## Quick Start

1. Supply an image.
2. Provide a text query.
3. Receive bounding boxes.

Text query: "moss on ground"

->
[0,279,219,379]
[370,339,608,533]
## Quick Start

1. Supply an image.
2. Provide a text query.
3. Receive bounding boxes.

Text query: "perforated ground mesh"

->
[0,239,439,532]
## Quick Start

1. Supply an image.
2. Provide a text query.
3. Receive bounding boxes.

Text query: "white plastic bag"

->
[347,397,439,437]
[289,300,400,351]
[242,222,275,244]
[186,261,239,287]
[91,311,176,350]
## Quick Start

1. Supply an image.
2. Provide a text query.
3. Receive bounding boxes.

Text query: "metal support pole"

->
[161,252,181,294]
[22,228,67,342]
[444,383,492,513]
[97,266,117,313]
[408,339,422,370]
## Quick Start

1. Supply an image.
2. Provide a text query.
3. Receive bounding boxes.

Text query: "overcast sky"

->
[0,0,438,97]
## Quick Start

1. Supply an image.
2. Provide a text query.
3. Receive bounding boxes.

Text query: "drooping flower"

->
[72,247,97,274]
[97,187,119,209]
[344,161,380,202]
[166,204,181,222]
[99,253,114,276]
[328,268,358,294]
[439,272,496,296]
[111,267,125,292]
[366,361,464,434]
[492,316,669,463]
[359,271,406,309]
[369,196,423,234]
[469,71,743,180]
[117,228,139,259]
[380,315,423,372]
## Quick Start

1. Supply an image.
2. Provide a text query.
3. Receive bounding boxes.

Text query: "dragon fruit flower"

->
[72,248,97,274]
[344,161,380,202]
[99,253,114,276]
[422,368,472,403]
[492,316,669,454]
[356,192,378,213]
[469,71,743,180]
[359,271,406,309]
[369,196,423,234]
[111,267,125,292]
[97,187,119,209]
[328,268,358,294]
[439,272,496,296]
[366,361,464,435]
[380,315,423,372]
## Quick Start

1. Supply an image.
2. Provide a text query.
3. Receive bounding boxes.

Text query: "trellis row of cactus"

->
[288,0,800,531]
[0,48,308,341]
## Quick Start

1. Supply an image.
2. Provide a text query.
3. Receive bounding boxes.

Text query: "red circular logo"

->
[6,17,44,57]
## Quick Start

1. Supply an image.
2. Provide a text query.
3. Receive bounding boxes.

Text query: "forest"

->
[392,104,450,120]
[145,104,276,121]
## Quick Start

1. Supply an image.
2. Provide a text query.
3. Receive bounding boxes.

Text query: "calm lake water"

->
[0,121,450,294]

####################

Reproduce every line of the listing from its start through the line containing "[0,239,439,532]", and shift each bounding-box coordinate in the answers up by 8.

## Quick Start

1. Supply an image.
2. Provide a text query.
3. Receive bounding boxes.

Text query: "moss on ground"

->
[8,287,227,387]
[378,347,616,541]
## Quick Start

1. Supply an image.
2. Provide a text query.
3. Receive bounding boxes.

Text query: "perforated ground mesh"

->
[8,247,447,540]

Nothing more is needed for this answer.